• [Exercise brief]: Transcribe the lines starting at the line that contains "Find the car windshield." and ending at the line that contains "0, 232, 40, 249", including both of those lines.

• [Records shown]:

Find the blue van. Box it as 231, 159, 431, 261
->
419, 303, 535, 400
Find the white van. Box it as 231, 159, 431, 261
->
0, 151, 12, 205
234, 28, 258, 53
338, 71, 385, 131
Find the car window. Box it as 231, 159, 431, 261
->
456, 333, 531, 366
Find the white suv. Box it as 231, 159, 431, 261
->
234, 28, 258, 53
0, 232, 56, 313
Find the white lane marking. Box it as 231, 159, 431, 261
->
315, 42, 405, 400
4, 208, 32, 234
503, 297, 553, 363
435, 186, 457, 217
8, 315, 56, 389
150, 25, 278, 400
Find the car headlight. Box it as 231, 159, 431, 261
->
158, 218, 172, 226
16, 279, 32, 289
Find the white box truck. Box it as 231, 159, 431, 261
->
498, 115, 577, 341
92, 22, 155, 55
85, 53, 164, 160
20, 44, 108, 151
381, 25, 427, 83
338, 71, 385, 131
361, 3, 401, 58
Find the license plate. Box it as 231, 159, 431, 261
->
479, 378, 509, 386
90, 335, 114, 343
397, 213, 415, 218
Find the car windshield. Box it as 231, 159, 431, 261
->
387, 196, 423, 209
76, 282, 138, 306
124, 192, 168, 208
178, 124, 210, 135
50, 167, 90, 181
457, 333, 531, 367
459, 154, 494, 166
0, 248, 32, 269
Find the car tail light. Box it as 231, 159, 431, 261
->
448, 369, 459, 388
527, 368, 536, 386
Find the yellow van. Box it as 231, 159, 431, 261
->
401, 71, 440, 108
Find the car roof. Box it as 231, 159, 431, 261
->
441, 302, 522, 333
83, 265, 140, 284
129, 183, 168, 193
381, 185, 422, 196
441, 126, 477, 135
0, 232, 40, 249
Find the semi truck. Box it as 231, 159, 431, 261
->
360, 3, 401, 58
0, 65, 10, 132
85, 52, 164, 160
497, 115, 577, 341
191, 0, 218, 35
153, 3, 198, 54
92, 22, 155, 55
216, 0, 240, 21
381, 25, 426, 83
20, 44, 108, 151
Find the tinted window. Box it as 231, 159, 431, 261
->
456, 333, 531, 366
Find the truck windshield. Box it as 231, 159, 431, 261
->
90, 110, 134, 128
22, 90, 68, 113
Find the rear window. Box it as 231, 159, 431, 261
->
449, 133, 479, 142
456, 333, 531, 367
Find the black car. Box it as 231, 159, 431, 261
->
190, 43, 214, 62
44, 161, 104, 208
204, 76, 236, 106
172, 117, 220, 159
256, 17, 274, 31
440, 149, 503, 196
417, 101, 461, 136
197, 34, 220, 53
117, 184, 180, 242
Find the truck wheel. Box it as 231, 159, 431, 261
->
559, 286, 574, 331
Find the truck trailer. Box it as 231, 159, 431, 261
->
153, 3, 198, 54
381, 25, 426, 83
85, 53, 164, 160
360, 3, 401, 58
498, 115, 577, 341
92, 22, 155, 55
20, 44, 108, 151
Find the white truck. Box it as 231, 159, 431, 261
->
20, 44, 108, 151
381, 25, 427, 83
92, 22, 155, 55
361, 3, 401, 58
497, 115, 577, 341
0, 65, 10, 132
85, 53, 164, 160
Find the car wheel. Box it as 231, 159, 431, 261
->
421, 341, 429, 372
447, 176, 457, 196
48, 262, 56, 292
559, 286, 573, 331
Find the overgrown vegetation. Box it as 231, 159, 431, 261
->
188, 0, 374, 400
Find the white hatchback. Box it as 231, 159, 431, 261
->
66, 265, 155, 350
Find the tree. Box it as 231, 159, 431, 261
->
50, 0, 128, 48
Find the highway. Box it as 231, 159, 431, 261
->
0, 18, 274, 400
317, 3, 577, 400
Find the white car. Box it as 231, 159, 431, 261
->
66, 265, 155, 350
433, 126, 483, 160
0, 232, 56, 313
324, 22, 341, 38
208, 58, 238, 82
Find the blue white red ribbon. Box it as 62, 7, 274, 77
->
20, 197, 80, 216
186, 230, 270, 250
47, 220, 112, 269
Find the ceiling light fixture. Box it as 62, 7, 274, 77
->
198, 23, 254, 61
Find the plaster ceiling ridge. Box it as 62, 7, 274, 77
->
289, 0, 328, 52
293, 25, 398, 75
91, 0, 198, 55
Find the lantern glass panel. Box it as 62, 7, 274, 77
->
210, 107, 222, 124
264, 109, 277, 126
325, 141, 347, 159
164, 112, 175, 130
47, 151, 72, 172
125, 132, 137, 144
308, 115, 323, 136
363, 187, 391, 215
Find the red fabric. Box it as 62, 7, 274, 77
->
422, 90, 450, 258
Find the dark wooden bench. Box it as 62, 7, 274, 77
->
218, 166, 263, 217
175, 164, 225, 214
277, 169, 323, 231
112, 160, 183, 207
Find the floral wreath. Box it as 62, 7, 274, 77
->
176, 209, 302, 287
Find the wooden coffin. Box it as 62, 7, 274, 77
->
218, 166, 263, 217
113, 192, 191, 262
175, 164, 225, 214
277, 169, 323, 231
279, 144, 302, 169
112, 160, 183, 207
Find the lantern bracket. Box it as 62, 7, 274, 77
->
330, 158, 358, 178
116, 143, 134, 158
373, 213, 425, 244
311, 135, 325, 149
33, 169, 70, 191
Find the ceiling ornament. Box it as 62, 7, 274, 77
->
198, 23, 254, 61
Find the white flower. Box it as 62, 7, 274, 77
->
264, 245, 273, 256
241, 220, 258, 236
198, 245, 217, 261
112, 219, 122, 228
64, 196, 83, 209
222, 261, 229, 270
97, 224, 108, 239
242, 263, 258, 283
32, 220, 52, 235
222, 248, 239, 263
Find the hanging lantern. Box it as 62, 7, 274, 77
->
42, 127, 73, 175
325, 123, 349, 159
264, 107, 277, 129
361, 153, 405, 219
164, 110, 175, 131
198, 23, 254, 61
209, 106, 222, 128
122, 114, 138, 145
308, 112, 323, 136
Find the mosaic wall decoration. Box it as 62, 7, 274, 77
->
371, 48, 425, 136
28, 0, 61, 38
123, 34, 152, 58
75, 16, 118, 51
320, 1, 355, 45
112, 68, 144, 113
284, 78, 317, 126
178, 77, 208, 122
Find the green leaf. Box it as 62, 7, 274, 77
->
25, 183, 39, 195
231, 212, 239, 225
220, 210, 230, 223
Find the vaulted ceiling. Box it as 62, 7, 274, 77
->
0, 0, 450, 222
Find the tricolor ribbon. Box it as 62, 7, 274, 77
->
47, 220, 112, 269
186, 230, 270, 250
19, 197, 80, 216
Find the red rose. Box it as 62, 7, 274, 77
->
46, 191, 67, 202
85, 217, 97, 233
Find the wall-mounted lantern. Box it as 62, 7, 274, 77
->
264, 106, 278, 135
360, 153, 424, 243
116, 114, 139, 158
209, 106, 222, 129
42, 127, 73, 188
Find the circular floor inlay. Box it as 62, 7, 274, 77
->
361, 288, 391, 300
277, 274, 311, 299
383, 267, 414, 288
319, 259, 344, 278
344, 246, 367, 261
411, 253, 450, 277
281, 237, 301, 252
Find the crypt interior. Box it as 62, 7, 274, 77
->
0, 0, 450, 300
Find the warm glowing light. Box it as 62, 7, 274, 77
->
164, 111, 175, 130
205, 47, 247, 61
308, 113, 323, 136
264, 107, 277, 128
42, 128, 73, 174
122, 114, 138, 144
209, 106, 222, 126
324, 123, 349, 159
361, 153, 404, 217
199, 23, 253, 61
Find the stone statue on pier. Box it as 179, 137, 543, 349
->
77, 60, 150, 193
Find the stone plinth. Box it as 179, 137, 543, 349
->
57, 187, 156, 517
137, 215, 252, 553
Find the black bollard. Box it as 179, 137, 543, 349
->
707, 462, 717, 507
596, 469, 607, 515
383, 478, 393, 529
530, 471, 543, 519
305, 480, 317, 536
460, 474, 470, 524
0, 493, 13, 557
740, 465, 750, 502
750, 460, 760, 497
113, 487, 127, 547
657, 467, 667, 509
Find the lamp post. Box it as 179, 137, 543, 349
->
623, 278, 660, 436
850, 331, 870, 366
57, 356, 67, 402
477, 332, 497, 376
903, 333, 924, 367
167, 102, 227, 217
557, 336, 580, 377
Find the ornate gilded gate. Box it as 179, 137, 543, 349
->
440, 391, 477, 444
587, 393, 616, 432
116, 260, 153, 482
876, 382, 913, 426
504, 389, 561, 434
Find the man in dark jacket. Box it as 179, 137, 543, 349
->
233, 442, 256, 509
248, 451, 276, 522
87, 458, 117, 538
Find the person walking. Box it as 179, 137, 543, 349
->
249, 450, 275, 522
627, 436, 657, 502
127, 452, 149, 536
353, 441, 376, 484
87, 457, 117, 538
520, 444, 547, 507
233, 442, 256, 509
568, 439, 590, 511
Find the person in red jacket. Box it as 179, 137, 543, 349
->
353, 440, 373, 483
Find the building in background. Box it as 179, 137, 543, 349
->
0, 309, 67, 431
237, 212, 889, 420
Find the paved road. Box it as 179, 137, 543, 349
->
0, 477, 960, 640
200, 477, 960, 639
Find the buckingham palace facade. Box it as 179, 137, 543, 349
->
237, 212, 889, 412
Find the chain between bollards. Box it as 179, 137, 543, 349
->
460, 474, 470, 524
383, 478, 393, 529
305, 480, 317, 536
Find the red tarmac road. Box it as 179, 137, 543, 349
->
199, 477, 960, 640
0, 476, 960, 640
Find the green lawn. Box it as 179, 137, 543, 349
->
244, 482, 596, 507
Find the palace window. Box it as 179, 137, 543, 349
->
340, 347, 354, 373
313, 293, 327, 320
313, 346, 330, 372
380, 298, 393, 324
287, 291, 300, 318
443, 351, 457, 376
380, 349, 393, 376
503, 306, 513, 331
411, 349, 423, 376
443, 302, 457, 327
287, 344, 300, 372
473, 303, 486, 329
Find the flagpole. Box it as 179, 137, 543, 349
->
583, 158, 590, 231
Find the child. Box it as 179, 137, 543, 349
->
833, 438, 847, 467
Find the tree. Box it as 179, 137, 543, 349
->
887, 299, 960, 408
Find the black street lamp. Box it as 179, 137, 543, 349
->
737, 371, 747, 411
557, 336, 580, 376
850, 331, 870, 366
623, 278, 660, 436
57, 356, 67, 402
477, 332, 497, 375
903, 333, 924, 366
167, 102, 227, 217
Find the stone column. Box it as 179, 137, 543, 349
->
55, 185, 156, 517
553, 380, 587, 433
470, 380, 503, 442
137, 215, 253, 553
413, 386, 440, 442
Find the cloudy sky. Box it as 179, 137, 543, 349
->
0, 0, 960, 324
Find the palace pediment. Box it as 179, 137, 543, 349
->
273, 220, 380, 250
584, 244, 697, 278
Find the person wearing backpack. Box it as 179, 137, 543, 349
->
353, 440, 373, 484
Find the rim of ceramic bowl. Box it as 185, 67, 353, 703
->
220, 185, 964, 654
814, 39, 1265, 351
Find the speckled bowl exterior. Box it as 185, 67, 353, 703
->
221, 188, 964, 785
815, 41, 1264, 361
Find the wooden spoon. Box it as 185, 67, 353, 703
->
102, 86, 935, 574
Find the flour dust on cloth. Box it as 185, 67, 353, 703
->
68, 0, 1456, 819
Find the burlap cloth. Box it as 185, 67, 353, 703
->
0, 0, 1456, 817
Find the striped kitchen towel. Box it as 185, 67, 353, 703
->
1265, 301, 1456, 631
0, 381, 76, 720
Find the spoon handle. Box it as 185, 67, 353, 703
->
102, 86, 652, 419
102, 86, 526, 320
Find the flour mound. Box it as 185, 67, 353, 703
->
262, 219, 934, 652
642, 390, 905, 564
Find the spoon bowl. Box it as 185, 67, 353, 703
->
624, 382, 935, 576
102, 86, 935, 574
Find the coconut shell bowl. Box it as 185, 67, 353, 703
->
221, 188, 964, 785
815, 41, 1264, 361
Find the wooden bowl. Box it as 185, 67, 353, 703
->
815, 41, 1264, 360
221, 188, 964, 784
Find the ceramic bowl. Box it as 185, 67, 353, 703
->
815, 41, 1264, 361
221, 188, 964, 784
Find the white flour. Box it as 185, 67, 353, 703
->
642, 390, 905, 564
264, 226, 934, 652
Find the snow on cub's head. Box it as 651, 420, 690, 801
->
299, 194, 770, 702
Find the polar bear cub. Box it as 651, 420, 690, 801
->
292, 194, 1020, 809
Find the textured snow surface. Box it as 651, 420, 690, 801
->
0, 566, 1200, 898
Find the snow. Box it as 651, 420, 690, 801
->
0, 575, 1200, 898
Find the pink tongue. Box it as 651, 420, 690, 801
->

• [Problem solution]:
Find the car windshield. Box it as 231, 159, 431, 261
->
387, 196, 423, 209
76, 282, 138, 306
124, 192, 168, 208
178, 124, 210, 135
50, 167, 90, 181
457, 333, 531, 367
459, 154, 494, 166
0, 248, 32, 269
Find the car tail light. Box it as 231, 159, 431, 261
->
448, 369, 459, 388
527, 368, 536, 386
Find the yellow van. Box it as 231, 159, 431, 261
->
401, 71, 440, 108
Find the car roof. Box it as 231, 159, 431, 261
->
441, 302, 522, 333
83, 265, 140, 284
129, 183, 168, 193
381, 185, 422, 196
441, 126, 477, 135
0, 232, 40, 249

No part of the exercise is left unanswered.